THE TASK
Would it be possible to quote, exactly and in full, the lines from the one with "Tag the baseboard" through the end of the entries below?
:: TASK DATA ::
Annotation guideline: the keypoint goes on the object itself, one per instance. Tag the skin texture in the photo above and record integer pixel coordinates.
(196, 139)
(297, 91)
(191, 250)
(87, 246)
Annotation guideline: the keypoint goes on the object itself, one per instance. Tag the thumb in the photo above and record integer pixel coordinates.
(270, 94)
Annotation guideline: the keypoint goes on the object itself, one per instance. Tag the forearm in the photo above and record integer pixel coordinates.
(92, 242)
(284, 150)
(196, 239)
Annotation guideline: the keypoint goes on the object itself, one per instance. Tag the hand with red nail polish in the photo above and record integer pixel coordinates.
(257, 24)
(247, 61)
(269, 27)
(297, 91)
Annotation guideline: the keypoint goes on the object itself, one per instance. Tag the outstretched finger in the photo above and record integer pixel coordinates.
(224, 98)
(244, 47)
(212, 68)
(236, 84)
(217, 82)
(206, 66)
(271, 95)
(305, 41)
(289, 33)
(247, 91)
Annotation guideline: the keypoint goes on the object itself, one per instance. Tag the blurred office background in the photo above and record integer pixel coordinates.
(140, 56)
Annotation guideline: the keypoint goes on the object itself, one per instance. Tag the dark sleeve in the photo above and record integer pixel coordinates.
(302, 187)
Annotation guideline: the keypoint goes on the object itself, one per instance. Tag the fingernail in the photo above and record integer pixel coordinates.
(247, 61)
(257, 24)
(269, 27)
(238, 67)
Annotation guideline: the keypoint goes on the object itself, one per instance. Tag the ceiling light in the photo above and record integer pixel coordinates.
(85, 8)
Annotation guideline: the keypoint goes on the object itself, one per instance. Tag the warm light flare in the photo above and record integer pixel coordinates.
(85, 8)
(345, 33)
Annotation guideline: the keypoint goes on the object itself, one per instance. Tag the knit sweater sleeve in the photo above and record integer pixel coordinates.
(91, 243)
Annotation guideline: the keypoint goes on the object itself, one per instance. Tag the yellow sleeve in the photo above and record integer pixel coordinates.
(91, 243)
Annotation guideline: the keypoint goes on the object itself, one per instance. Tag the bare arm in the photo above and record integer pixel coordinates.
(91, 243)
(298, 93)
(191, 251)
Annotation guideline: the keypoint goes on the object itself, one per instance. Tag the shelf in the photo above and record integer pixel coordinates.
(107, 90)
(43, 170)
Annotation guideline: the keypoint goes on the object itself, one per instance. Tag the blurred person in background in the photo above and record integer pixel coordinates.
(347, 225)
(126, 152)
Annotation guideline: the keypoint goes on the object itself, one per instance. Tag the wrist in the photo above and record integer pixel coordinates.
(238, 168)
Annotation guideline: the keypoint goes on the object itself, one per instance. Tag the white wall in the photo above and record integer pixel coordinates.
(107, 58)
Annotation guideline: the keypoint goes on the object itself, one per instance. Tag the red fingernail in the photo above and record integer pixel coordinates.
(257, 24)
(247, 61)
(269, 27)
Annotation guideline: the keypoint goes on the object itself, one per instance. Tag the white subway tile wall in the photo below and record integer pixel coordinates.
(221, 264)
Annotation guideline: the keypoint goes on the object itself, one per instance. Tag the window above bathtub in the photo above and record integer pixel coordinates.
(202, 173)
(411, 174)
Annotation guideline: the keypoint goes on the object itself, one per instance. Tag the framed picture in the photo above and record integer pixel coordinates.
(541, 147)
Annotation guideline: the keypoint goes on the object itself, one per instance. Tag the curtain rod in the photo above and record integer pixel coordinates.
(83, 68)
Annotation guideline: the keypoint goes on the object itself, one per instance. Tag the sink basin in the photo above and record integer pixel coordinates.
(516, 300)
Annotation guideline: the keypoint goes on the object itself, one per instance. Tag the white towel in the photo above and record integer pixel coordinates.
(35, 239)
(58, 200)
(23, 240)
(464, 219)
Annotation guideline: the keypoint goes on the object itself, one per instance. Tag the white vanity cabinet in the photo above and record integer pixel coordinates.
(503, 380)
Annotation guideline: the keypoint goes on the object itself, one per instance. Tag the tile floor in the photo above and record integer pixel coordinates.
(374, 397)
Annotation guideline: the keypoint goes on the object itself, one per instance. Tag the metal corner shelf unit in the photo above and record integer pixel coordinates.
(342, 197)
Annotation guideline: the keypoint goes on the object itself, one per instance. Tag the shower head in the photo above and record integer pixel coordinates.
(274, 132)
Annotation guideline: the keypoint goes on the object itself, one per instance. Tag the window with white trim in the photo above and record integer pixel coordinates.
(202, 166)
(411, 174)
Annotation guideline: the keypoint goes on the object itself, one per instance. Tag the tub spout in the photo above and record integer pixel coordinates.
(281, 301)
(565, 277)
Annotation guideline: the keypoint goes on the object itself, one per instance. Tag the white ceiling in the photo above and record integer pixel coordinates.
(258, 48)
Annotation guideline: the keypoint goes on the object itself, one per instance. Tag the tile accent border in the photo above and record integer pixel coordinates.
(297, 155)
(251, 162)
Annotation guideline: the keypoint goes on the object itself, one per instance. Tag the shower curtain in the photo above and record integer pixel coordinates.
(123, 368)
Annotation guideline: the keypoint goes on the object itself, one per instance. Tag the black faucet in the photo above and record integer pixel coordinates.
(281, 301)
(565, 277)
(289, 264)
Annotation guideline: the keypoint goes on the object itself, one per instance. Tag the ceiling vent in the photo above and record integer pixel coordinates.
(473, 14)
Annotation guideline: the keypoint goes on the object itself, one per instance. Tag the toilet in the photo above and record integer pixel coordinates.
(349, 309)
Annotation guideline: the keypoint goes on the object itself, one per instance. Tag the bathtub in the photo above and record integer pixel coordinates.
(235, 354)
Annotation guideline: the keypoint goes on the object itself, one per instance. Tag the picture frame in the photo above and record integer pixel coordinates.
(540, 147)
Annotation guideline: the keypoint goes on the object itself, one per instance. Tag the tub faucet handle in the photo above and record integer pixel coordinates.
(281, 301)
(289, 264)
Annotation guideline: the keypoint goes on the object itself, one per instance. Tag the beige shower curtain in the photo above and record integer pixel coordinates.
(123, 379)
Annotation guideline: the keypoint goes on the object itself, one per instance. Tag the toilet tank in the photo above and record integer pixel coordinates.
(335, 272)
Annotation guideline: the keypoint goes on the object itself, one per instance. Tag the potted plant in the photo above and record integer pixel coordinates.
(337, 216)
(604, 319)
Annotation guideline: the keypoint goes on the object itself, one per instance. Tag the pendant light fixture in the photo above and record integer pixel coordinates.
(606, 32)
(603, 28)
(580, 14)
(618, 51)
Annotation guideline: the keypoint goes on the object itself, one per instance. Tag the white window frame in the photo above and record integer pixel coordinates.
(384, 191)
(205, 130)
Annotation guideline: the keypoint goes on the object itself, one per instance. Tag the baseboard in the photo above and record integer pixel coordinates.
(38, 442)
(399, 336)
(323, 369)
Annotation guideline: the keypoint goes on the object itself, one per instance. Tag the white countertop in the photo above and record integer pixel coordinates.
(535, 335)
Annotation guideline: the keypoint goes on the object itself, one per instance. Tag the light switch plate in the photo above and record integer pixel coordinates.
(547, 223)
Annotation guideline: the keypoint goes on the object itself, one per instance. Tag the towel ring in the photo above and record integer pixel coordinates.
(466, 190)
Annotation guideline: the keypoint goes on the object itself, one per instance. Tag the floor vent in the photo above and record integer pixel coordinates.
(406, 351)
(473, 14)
:::
REPLY TO THE EXERCISE
Annotation guideline: the keypoint goes on the object itself, one per instance. Tag the baseboard in the photo above and record integer pixel coordinates.
(38, 442)
(399, 336)
(323, 369)
Annotation guideline: the keypoint goes on the object itself, one per instance. Tag the white countertop in the photo above and record integer pixel coordinates.
(535, 335)
Annotation guideline: the keypoint goes on the object itself, one per instance. Tag the light switch plate in the photo above and record integer pixel coordinates.
(547, 223)
Annotation guideline: the keypoint goes on the object itself, one per instance. Tag the towel ring in the photo above and record integer pixel coordinates.
(466, 190)
Annotation guideline: the keypoint goes on the object itself, one per instance. Tag the floor vent in the photo above and record integer pixel coordinates.
(406, 351)
(473, 14)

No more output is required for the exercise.